■ REQUIREMENT
Pull out each line of the entries below that contains the word "wooden".

■ DATA FOR PROCESSING
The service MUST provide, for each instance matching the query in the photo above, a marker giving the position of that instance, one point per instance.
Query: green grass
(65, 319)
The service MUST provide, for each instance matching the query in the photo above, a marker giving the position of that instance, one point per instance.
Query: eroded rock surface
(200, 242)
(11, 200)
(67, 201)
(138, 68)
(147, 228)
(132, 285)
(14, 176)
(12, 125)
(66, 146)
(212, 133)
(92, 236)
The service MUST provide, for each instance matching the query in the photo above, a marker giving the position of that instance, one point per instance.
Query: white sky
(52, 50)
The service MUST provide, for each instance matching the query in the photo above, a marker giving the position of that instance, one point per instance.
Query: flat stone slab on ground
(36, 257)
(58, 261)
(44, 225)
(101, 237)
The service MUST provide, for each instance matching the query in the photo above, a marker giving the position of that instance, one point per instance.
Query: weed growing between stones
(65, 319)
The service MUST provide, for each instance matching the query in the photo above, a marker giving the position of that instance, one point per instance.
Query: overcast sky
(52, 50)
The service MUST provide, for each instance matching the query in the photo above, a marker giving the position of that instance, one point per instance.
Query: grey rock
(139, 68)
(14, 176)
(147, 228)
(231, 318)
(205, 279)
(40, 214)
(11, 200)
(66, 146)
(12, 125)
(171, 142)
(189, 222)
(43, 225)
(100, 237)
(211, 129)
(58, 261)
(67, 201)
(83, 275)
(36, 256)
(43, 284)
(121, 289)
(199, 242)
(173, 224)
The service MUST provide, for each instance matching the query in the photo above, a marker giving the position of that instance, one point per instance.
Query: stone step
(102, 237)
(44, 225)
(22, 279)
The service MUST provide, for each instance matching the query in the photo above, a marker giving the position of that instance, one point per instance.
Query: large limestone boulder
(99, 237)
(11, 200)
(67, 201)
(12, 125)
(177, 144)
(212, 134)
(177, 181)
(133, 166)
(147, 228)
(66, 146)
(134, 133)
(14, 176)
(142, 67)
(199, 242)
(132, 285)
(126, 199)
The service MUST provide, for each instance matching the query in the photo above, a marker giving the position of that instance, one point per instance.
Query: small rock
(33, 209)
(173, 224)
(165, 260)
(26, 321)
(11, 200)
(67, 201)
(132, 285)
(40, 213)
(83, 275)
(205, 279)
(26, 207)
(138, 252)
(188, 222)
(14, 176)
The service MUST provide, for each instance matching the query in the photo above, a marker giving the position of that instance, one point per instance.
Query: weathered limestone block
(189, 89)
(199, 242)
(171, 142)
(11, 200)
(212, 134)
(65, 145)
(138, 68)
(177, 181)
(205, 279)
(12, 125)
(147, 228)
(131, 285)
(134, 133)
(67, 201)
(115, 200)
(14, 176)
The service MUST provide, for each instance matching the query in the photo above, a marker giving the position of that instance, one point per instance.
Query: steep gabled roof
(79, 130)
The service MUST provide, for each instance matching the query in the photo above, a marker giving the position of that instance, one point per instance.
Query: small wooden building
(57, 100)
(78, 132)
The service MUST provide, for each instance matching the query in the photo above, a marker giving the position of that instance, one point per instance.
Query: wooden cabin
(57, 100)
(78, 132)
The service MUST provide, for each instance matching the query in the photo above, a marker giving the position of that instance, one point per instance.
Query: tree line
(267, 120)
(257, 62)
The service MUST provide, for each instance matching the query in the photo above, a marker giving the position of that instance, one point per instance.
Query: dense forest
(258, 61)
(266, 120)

■ SOLUTION
Query: small wooden building
Query: wooden cabin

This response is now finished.